▸ COMPLETE THE FOLLOWING
[A] From the passage about the Top Gun: Maverick cast, reproduce word for word the part that opens with the words containing "Learn from the" and closes with "detailed personal feedback.".
[B] According to the passage about the Top Gun: Maverick cast, which facility did the cast visit before filming began, and in which state is it located?
[C] Write the next part of the passage about the Top Gun: Maverick cast's preparation, picking up after its final sentence.

▸ EXTRACT TO READ
----------------

Call signs are earned
Before filming began, the cast visited the real TOPGUN facility, in Nevada, to meet face to face with the Navy pilots who would be flying with them on location. To see how they talked, how they moved, and to get an insider’s eye on some of their most famous customs. Key among the cast’s discoveries? That call signs aren’t chosen but given, by your fellow flyers. Still, even though their call signs weren’t their idea didn’t mean they didn’t live up to them. For his role as Payback, for instance, Jay Ellis looked back on his early days in LA, when he would often borrow money and forget to pay it back. Monica Barbaro, meanwhile, earned hers after a particularly heavy night in the O Club, rising from her hangover the next morning, she says, “like a phoenix from the flames.”
Learn from the best
On screen in Top Gun: Maverick, Tom Cruise’s Pete ‘Maverick’ Mitchell shows six young hotshot pilots the ropes. As they are told in the movie: “Your instructor is one of the finest pilots this program has ever produced. His exploits are legendary. What he has to teach you may very well be the difference between life and death.” And behind the scenes, his role was exactly the same; Cruise teaching the actors everything he knows. Wanting to give his new recruits the kind of in-aircraft training he wished he’d had on the original Top Gun, Cruise designed his own Flight School, to train them all how to act at altitude and under eight Gs. Working with aerial coordinator Kevin LaRosa, Cruise also personally marked their homework, reading each trainee pilot’s assessments every week, and giving detailed personal feedback.

----------------

▸ LISTING
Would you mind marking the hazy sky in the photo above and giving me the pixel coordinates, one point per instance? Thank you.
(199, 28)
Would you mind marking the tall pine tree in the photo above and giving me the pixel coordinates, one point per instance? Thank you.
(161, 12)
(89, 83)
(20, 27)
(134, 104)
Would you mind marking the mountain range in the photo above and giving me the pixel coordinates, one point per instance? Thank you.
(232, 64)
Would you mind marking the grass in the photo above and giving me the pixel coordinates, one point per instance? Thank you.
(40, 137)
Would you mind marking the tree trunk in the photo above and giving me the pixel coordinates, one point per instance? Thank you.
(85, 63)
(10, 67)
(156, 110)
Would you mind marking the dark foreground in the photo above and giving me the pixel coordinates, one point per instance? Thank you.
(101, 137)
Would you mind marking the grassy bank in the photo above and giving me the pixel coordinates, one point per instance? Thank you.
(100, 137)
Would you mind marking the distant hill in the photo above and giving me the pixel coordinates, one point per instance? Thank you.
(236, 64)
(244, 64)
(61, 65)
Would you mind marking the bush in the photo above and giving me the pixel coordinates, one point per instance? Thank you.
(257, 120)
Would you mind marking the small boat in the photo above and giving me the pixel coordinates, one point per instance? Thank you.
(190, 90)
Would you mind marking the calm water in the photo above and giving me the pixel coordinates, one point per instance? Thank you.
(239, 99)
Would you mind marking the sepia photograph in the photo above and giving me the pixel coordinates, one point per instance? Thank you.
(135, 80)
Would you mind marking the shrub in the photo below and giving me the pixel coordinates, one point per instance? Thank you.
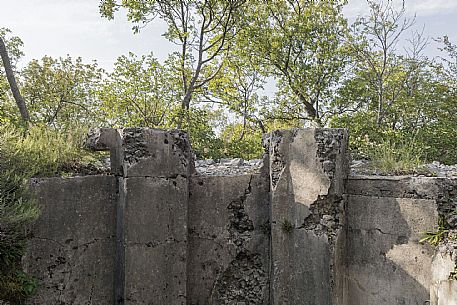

----------------

▸ OUTPUTS
[A]
Learn from the best
On screen in Top Gun: Maverick, Tom Cruise’s Pete ‘Maverick’ Mitchell shows six young hotshot pilots the ropes. As they are told in the movie: “Your instructor is one of the finest pilots this program has ever produced. His exploits are legendary. What he has to teach you may very well be the difference between life and death.” And behind the scenes, his role was exactly the same; Cruise teaching the actors everything he knows. Wanting to give his new recruits the kind of in-aircraft training he wished he’d had on the original Top Gun, Cruise designed his own Flight School, to train them all how to act at altitude and under eight Gs. Working with aerial coordinator Kevin LaRosa, Cruise also personally marked their homework, reading each trainee pilot’s assessments every week, and giving detailed personal feedback.

[B] The real TOPGUN facility, in Nevada.

[C]
Montages last forever
Would a Top Gun movie be a Top Gun movie without a beach-set sports sequence? The makers of this one certainly don’t think so, which is why it boasts an American Football sequence that pays homage to the volleyball scene in the original. And raises the bar. In the run-up to filming, Glen Powell (pictured second left) put a picture up on Instagram, with the caption ‘Montages Last Forever’, sending the cast running for the gym. As Lewis Pullman (far right) explains: “The original’s volleyball scene is utterly iconic. It’s a glistening beefcake minefield of glory. We had to leave that in the periphery and make this our own. That was our mantra: ‘Montages Last Forever.’ [Glen] was like, ‘This scene is going to be memes, it’s going to be gifs, it’s going to be everywhere. Don’t forget...’ I was like, ‘Holy smoke, the pressure is high on this one…’”
Specificity is the key
When Joseph Kosinski (pictured third from right) travelled to Paris with Jerry Bruckheimer (far right), to pitch Tom Cruise his vision for Top Gun: Maverick, he had two aces up his sleeve. One was the idea of Rooster, Goose’s son, coming back. The other? “I felt that the technology existed to capture the experience of being in a fighter jet for real, which they weren’t even able to do on the first Top Gun,” says Kosinski. “They weren’t able to get inside the jet with the actors, and I felt we could do that. I think that resonated with [Tom]: ‘Anything we can possibly get for real, let’s shoot it for real.’” It worked. At the end of Kosinski’s pitch, which outlined a combination of real Navy pilots and a ground-breaking six-camera system, Cruise had just seven words for him. “We’re making this film,” he said. “This is it.”
Top Gun: Maverick releases Thursday, May 26, in the UAE.